Activities:
1) Write out the passage of the post on gender and work during the pandemic from "At European level" to "cent of men.".
2) Carry on the post on gender and work during the pandemic from its final sentence.

Better than equality?

In a previous post I discussed different possible effects of the current pandemic on gender and careers. On the plus side, the wholesale shift to working at home should (should…) blow a big hole in the prejudice against flexible working, with its related bias against anything that does not look like a full-time career. It will take time before we see how strong this effect is.

I was ambivalent over how working at home would affect the domestic division of labour. It’s possible that men actually being present at home would lead them to share childcare more equally. But I listened in on a recent RSA webinar on the future of work, and heard researcher Laetitia Vitaud refer to a dismal result from an analysis of academics’ outputs: that for women academics their production of research papers had fallen by 70%, whereas male academics had seen no such effect. I can’t find the study itself, but it’s a gloomy pointer. Research by Alision Lacey, from the university of Sussex, reports that 72% of mothers describe themselves as the default parent for all or most of the lockdown time, and almost the same proportion as the parent most responsible for home schooling.

At European level the story seems similar. A Social Europe paper from Massimiliano Mascherini and Martina Bisello reports:

Among parents of young children (up to and including 11 years old), our data confirm that work-life conflicts are troubling women more than men, as illustrated in Figure 1. For instance, almost one-third of these women found it hard to concentrate on their work, as against one-sixth of men, while family responsibilities prevented more women (24 per cent) than men (13 per cent) from giving the time they wanted to work. But work is also impinging on family life: 32 per cent of women in this group said their job prevented them from giving time to their family, against 25 per cent of men.

Stored material:
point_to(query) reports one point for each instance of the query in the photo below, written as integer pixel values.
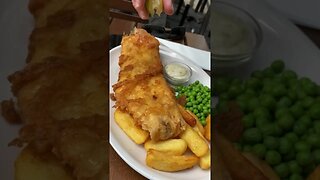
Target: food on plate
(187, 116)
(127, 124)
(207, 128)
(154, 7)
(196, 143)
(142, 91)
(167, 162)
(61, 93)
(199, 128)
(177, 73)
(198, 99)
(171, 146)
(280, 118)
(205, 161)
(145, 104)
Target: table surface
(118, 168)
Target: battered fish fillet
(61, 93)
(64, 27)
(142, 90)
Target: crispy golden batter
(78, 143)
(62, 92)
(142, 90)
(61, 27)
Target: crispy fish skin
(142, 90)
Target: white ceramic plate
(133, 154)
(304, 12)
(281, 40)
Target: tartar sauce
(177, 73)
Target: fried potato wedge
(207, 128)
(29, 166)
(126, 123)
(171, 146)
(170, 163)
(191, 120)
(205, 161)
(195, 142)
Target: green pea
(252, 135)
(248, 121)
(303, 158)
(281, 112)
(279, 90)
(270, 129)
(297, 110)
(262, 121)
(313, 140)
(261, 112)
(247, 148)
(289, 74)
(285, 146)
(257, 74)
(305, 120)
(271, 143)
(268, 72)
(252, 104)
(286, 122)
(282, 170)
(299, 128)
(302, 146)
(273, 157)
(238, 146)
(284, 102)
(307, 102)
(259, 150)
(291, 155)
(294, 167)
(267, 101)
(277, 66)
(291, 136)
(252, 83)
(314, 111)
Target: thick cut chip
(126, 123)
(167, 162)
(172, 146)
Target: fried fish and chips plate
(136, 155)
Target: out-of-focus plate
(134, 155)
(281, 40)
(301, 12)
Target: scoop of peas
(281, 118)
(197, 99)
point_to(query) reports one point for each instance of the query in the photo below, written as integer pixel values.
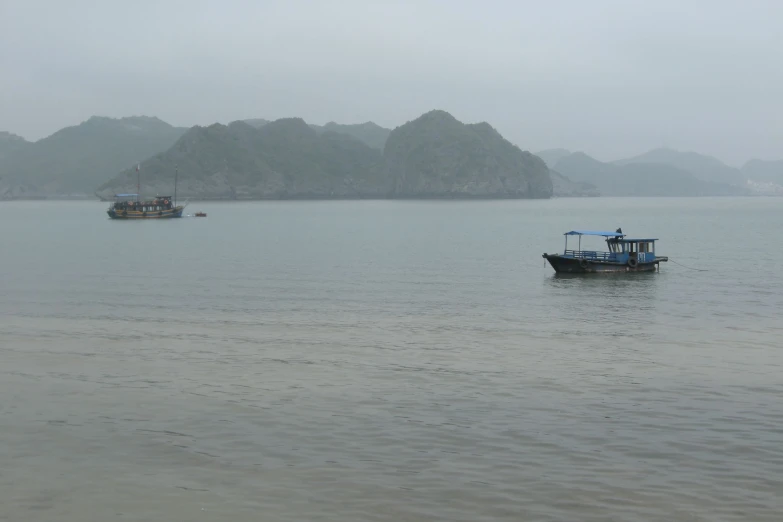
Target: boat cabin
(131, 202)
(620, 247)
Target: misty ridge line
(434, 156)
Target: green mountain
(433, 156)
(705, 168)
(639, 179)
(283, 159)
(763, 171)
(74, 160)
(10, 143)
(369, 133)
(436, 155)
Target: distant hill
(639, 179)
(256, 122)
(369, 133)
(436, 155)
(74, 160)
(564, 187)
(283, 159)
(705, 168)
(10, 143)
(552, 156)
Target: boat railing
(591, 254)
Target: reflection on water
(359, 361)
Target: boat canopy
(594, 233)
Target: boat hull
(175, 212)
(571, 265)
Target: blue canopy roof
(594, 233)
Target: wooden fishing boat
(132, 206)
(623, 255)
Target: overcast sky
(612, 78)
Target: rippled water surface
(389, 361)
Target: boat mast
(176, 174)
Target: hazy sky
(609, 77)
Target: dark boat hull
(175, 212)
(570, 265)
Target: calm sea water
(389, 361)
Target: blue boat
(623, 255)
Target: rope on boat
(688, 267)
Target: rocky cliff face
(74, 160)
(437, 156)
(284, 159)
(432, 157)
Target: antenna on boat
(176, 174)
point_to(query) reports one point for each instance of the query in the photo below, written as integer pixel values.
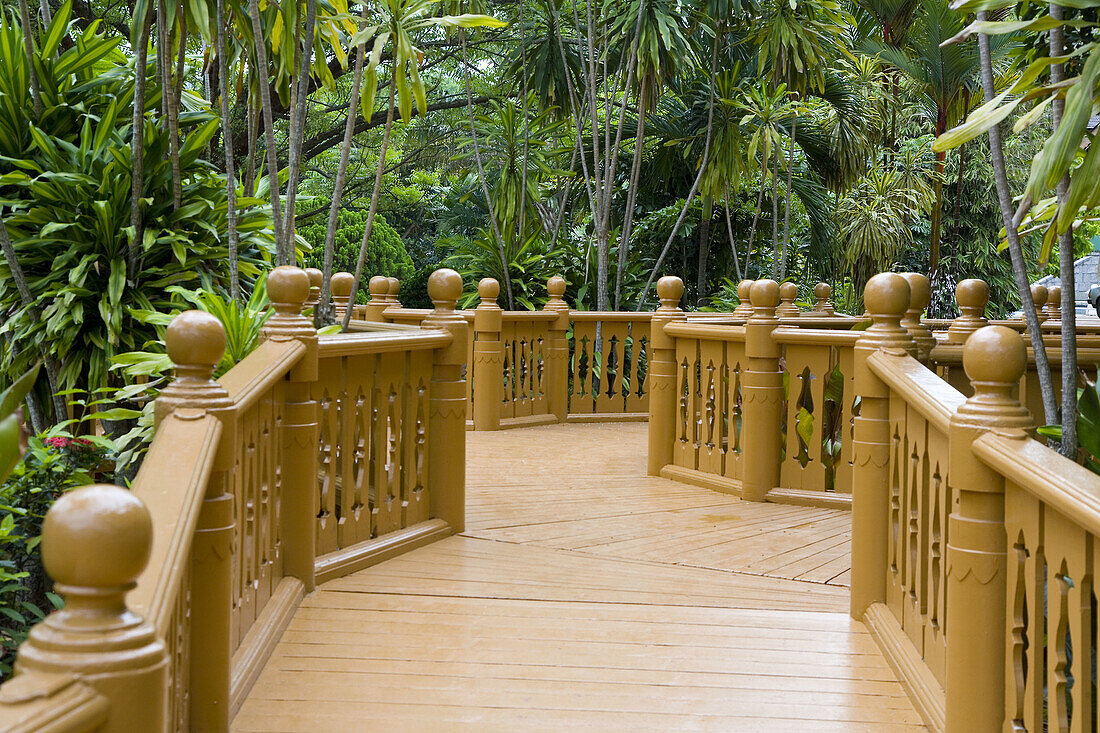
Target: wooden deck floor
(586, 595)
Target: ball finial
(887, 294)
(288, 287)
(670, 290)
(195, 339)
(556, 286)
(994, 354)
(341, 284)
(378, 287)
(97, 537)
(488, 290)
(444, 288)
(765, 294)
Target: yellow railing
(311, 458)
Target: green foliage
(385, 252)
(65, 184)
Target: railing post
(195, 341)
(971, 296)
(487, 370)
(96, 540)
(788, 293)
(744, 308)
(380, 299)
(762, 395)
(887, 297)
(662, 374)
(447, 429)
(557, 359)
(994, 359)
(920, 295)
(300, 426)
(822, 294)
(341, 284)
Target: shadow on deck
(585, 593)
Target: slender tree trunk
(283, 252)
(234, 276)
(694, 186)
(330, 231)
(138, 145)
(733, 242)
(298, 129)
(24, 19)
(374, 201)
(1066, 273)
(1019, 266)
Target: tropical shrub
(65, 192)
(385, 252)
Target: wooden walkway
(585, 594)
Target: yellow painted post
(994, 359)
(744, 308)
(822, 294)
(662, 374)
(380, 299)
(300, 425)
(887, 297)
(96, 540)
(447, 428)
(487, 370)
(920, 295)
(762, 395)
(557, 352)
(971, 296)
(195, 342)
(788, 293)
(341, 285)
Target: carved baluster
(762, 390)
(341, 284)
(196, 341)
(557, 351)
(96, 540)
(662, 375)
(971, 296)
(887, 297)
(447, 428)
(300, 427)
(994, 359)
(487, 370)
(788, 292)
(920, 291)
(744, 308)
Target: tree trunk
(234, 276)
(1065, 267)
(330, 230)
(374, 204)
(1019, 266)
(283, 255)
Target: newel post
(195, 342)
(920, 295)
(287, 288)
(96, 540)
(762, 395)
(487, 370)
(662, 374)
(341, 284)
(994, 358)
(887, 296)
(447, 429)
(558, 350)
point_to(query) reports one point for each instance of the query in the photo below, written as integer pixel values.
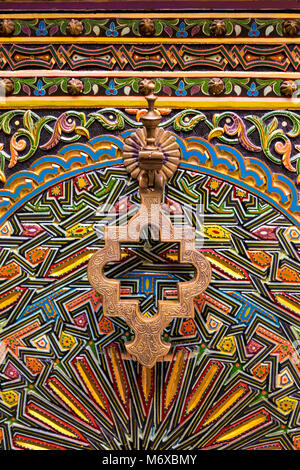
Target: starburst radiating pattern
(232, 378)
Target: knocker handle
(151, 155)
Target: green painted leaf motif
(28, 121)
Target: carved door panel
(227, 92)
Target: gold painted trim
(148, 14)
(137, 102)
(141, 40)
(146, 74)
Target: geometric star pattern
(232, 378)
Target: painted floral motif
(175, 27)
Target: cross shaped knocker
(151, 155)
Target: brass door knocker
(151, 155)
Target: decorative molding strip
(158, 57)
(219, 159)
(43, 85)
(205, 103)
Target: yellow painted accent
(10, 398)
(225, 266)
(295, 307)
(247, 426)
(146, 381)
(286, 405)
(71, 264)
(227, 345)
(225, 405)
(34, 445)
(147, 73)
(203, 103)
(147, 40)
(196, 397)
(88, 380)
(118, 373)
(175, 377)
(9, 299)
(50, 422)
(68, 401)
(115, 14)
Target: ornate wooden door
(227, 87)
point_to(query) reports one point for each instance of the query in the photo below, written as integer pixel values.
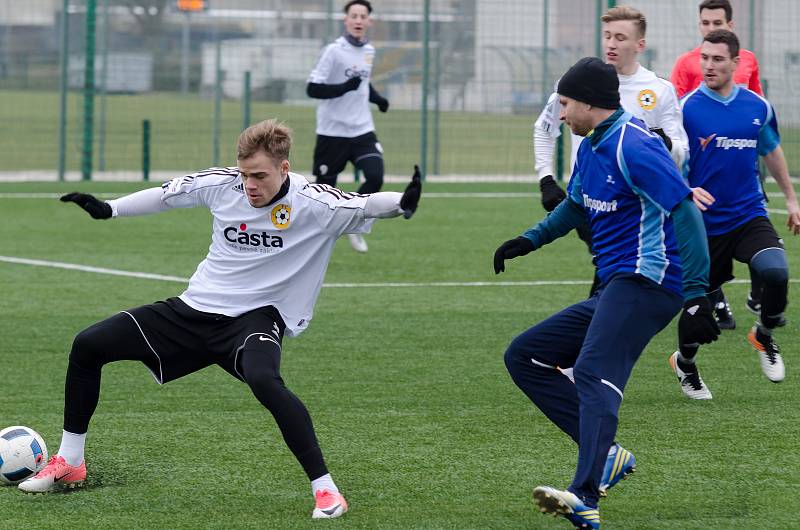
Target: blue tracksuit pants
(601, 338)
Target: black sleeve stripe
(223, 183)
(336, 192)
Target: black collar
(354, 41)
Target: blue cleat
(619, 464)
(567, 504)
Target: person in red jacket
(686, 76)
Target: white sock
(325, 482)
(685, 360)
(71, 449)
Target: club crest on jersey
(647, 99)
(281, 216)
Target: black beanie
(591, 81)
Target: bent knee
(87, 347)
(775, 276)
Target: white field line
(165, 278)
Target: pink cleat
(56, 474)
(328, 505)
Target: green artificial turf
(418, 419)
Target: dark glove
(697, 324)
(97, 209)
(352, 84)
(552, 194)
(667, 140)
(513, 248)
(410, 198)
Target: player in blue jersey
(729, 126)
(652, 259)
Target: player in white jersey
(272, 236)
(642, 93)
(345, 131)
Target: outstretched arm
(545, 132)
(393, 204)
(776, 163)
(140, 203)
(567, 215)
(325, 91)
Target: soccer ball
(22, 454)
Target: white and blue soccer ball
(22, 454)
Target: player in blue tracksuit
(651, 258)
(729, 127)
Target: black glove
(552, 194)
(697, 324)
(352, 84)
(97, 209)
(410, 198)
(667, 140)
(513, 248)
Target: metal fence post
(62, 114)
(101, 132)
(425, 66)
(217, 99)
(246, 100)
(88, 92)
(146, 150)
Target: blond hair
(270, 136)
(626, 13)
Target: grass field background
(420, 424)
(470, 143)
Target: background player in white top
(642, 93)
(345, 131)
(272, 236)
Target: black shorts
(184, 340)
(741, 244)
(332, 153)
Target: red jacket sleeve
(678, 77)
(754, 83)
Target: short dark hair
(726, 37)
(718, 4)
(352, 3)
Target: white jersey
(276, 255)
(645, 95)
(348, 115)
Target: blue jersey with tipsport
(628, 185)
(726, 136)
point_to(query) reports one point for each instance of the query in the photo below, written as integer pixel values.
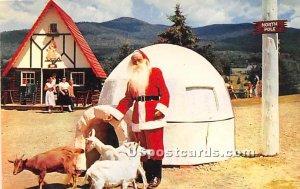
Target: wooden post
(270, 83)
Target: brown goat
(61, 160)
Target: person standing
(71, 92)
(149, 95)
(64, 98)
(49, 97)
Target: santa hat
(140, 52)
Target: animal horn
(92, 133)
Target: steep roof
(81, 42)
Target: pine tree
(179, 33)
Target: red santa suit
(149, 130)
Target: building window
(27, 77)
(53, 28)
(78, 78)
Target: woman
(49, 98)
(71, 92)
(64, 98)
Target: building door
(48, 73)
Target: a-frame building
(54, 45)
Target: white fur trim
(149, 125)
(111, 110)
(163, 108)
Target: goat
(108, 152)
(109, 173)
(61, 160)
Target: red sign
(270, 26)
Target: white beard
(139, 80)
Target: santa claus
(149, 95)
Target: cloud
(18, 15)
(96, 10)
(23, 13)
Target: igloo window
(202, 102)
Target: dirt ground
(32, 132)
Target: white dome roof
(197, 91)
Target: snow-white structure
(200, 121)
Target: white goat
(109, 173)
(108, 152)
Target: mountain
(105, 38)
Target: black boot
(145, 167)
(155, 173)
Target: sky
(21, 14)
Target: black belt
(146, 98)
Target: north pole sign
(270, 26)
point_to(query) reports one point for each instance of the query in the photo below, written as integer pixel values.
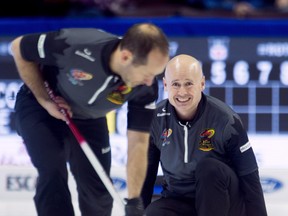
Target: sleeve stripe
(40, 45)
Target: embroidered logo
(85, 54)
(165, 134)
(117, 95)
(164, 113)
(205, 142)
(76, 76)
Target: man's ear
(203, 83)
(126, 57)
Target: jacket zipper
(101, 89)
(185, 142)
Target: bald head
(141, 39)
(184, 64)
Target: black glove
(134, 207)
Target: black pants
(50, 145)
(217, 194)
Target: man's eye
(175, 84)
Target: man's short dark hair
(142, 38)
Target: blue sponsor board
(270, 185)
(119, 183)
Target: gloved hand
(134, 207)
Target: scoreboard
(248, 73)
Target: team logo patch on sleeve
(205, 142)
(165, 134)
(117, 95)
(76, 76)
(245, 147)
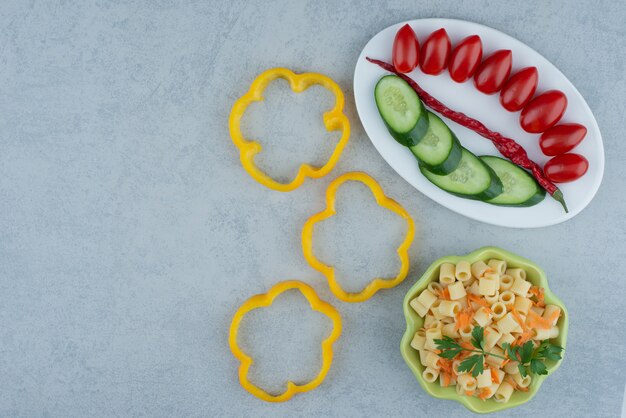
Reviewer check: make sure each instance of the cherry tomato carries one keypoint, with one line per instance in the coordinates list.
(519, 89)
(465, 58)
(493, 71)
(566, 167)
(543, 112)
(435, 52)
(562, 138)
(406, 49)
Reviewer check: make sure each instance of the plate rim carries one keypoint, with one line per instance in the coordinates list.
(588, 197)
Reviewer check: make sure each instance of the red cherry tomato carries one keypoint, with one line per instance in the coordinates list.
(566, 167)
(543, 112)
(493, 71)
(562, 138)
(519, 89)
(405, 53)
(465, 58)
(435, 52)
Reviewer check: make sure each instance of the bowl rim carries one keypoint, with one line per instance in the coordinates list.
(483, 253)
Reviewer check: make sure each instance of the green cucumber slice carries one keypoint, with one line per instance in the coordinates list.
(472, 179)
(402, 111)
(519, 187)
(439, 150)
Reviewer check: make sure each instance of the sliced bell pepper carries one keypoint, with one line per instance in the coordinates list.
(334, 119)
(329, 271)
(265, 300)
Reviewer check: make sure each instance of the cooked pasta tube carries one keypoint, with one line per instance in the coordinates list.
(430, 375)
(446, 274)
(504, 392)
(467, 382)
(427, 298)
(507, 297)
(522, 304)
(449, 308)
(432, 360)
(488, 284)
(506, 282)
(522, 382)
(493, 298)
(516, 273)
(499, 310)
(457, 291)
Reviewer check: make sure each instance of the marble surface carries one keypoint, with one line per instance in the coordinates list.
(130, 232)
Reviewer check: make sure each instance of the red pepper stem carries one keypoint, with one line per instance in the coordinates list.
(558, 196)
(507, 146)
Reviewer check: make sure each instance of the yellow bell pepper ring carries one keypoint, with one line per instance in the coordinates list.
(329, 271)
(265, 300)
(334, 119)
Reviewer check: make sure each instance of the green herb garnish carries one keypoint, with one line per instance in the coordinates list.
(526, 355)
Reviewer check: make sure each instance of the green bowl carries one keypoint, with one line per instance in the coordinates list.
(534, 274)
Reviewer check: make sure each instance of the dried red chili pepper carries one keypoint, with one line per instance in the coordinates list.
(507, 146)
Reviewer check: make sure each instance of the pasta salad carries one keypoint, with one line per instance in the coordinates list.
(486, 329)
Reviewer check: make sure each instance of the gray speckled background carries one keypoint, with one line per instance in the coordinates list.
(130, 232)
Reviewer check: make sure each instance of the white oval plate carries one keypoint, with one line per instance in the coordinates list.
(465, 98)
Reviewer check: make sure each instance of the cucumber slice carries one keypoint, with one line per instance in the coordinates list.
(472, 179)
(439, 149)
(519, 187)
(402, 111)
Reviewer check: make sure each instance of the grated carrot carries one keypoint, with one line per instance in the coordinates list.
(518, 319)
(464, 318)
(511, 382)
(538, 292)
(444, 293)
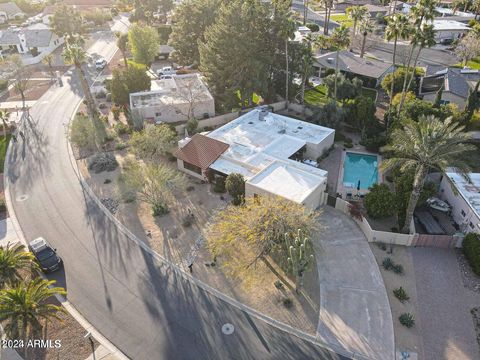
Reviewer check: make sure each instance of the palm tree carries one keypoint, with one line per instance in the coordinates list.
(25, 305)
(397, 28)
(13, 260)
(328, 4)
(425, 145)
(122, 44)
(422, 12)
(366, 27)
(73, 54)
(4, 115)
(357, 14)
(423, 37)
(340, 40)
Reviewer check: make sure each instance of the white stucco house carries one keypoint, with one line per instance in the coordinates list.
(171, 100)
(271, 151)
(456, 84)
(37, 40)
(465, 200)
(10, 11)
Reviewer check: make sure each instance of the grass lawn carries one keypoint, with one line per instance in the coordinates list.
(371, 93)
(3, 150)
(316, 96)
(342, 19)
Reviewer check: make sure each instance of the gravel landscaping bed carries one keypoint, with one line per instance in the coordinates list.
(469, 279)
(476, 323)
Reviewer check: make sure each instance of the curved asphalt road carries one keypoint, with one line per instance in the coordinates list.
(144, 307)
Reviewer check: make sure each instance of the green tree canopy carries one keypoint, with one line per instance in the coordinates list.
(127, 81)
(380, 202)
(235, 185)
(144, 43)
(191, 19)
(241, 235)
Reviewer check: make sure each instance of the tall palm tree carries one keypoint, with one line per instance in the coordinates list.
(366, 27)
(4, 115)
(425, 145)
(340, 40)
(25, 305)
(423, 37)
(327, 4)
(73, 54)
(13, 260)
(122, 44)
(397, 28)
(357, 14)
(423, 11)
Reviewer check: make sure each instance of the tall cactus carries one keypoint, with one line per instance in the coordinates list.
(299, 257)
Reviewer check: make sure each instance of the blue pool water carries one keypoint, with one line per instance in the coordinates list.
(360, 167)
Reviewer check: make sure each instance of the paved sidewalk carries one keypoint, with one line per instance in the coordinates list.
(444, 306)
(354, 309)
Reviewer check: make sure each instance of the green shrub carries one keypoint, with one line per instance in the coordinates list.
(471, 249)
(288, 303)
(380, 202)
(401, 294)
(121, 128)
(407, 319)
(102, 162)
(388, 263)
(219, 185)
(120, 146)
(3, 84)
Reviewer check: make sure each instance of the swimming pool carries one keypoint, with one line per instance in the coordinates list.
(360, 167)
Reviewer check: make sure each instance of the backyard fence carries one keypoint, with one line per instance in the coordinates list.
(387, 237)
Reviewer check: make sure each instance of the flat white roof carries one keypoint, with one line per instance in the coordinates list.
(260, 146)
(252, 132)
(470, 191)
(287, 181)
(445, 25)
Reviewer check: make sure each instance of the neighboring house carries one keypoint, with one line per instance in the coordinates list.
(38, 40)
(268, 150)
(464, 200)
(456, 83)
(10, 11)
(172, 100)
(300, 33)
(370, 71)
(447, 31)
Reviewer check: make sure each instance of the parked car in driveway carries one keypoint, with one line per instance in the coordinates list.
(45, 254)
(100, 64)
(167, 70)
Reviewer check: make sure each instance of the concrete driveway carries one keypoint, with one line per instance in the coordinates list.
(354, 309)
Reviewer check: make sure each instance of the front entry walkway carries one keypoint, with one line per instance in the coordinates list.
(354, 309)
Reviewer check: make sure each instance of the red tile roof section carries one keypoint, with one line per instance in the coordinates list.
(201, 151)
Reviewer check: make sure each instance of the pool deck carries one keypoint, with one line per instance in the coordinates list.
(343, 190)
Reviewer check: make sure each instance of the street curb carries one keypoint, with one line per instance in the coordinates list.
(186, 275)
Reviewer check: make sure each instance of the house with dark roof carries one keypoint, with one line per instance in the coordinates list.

Answer set:
1)
At European level the story seems similar. A Social Europe paper from Massimiliano Mascherini and Martina Bisello reports:

Among parents of young children (up to and including 11 years old), our data confirm that work-life conflicts are troubling women more than men, as illustrated in Figure 1. For instance, almost one-third of these women found it hard to concentrate on their work, as against one-sixth of men, while family responsibilities prevented more women (24 per cent) than men (13 per cent) from giving the time they wanted to work. But work is also impinging on family life: 32 per cent of women in this group said their job prevented them from giving time to their family, against 25 per cent of men.

2)
More bad news came from recent HESA analysis of salary outcomes for recent graduates. This is pre-Covid19, and shows that gender pay gaps for graduates open up very early.

Source: HESA

This is contrary to most of the trends I have seen previously, which suggest that the GPG is minimal for graduates until a bit later in their careers, but needs checking out. I’d like to know how much is due to occupational choice – which sectors female and male graduates enter.

I was glad to join in the Equality Trust’s event to mark the 50th anniversary of the Equal Pay Act. It’s fairly astonishing to think that it’s been that long, and no one doubts there is still a long way to go. I very much liked the caption to an early cartoon, quoted by Hilary Wainwright, with a bunch of women saying to a group of puzzled men: “Equality? We had something better in mind.” In a way, this captures exactly what the Paula Principle points towards: given women’s strong lead in qualifications, skills and competences, simple equality is not really the goal. I’d love to find the cartoon itself.